■ DATA SHOWN
____

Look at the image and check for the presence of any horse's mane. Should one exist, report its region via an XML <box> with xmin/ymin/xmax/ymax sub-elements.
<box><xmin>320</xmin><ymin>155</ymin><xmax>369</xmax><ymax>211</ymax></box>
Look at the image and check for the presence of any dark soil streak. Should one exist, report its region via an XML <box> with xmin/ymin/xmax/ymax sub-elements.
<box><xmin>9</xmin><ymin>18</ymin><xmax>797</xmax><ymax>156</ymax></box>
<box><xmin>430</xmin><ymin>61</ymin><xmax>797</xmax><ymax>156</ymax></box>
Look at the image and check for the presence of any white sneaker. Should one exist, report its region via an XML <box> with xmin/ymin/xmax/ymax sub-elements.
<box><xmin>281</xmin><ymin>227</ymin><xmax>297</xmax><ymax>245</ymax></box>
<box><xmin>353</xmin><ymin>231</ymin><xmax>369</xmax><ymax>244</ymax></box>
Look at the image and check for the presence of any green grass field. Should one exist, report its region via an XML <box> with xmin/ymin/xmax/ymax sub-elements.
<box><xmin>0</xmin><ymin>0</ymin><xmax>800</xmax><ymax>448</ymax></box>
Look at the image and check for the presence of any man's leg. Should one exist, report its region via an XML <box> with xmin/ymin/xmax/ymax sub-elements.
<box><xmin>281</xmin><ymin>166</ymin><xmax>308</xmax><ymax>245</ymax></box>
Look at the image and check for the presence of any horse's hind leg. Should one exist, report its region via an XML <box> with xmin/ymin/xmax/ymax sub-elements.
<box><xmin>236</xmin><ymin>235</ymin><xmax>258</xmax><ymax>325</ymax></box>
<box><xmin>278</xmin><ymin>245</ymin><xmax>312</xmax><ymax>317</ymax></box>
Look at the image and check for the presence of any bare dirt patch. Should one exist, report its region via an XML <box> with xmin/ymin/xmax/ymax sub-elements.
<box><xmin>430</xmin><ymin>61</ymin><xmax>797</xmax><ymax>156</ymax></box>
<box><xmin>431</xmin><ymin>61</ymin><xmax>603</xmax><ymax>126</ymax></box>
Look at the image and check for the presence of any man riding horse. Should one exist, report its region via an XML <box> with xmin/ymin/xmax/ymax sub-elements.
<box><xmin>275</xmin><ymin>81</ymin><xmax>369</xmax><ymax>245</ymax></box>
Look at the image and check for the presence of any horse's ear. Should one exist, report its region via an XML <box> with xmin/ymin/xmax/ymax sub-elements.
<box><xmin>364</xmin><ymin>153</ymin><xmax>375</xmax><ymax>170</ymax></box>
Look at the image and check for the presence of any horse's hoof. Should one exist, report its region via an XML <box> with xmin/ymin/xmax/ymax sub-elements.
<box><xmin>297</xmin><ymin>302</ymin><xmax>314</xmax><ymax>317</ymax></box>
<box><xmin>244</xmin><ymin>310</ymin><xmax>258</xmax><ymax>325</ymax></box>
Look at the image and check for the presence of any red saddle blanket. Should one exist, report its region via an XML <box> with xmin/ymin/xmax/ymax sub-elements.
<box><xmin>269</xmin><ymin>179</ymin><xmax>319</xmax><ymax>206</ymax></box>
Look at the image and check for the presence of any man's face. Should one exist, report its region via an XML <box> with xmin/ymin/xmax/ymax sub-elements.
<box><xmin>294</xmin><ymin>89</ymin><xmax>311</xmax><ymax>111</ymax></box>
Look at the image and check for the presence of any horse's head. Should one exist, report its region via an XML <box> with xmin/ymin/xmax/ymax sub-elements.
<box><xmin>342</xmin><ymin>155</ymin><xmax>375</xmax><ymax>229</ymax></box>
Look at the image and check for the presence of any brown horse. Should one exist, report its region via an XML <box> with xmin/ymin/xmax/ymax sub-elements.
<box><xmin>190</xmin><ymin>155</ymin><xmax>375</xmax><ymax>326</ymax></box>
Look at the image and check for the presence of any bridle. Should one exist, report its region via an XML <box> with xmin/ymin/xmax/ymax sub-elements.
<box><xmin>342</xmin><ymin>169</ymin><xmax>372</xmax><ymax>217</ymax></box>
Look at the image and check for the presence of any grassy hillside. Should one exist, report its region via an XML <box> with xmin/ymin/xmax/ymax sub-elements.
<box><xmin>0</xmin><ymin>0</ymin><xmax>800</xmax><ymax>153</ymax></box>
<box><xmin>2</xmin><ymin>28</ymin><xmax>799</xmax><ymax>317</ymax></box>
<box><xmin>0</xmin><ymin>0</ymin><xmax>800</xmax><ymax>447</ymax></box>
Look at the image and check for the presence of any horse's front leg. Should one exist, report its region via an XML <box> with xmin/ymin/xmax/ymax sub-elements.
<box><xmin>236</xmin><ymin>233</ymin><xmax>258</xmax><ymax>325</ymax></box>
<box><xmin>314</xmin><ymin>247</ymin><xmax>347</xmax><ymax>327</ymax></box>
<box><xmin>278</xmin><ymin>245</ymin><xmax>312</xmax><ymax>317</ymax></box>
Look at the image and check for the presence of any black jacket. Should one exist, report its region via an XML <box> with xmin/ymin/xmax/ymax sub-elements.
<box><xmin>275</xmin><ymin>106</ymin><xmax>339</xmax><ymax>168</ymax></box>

____

■ EXERCISE REQUIREMENTS
Pick out each line of the data above that contains the word "soil" and copy those lines in full. Matching is case-sensitive.

■ COMPLETED EXERCISE
Look at the image and check for the presence of any dark soil streak. Should one exist, report its region via an XML <box> with xmin/ymin/xmax/ymax sub-elements.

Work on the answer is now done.